# Required task 1:
In the concert passage, what makes it possible to smell the fonk? Answer in one to three sentences.
# Required task 2:
Reproduce the concert passage word for word, from "Fonk is so thick" up to and including "of the glasses.".

# Text excerpt:
| "Can you handle it?"...the bass is thumping, David's guitar rides the rhythm, Willie beats the drums into submission, hanging with Larry stroke for stroke. Butch and Hershall on both ends of the stage, fingers flying, capturing every note on the scale.
Fonk is so thick in the air, you can smell it. The crowd is grooving hard, faces reflecting their struggle to hang, as Graham Central Station relentlessly drives on. "Can you handle it?" ...the lyrics ask. In my mind, I ask myself the same question.
Here I stand in front of thousands of people as the female lead singer of the premier funk band, Graham Central Station. Larry Graham is the leader, and my man. The crowd sees me, the funk diva. My outfit is "Glam Funk" all the way. Silver sequined gown with a plunging neck line stopping just above my belly button...hair cascading to my waist...silver and rhinestone, custom made platforms...turquoise and silver rings on every finger, silver bangles on both arms up to my elbows --- and dark sunglasses.
What they can't see is the blackness surrounding my right eye, competing with the blackness of the lens of the glasses.

# Stored rows:
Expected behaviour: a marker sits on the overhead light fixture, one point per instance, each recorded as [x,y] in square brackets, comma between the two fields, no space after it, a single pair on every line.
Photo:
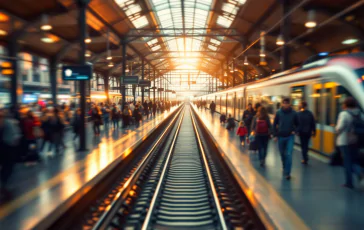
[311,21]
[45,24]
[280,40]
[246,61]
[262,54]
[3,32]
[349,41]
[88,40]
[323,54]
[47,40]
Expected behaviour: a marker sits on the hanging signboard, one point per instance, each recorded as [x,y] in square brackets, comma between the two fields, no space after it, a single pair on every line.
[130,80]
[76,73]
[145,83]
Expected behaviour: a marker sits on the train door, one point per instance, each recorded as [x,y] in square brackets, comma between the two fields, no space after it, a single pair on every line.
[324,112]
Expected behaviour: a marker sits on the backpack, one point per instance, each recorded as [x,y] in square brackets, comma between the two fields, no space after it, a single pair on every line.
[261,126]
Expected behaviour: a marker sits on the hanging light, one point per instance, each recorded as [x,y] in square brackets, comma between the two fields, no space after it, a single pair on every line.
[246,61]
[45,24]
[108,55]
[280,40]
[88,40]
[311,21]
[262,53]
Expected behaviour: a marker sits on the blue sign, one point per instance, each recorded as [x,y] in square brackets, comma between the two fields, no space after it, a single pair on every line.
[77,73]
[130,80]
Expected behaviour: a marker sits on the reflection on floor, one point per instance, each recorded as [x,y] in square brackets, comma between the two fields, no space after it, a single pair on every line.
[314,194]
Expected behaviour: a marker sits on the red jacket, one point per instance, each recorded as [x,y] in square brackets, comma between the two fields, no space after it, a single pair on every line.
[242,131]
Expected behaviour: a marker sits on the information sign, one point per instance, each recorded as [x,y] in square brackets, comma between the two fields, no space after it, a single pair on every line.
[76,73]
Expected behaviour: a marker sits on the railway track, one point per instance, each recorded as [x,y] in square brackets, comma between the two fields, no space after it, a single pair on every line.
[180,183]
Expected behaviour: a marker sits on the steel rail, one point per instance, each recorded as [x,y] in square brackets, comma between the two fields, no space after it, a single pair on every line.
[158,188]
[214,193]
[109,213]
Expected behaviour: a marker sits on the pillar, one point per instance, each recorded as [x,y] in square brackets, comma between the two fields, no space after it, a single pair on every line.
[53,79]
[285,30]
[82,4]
--
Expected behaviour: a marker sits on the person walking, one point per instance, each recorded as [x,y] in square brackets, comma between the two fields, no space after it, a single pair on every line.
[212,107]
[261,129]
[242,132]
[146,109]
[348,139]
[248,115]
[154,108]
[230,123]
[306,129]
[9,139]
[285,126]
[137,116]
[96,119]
...
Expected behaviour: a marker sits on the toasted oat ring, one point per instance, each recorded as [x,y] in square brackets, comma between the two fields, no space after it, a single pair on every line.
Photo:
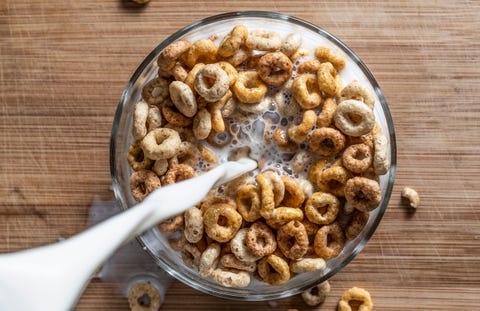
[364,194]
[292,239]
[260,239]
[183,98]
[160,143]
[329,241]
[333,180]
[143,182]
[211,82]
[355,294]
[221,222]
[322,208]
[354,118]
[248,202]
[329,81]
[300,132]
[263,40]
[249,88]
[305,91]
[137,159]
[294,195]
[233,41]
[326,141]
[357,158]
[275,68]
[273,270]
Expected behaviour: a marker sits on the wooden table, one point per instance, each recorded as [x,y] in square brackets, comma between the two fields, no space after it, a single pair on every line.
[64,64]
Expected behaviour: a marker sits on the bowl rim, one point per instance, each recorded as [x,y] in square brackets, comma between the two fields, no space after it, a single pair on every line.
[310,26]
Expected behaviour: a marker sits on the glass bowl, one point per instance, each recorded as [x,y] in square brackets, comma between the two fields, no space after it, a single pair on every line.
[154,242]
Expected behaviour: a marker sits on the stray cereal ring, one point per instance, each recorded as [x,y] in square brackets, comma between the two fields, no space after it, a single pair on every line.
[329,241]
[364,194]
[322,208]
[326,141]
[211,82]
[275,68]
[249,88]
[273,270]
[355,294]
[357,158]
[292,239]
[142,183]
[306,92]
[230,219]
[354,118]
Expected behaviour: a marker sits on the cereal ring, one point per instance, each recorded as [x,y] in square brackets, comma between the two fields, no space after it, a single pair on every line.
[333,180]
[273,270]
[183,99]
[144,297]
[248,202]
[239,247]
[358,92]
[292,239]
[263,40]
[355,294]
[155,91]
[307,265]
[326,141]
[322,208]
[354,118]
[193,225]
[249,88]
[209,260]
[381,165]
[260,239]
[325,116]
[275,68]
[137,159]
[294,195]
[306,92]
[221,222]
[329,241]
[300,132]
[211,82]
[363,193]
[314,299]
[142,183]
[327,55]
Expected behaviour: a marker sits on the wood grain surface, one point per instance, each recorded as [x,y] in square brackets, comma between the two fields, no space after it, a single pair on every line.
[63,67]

# Complete output 1:
The fonk is so thick in the air that you can smell it.

# Complete output 2:
Fonk is so thick in the air, you can smell it. The crowd is grooving hard, faces reflecting their struggle to hang, as Graham Central Station relentlessly drives on. "Can you handle it?" ...the lyrics ask. In my mind, I ask myself the same question.
Here I stand in front of thousands of people as the female lead singer of the premier funk band, Graham Central Station. Larry Graham is the leader, and my man. The crowd sees me, the funk diva. My outfit is "Glam Funk" all the way. Silver sequined gown with a plunging neck line stopping just above my belly button...hair cascading to my waist...silver and rhinestone, custom made platforms...turquoise and silver rings on every finger, silver bangles on both arms up to my elbows --- and dark sunglasses.
What they can't see is the blackness surrounding my right eye, competing with the blackness of the lens of the glasses.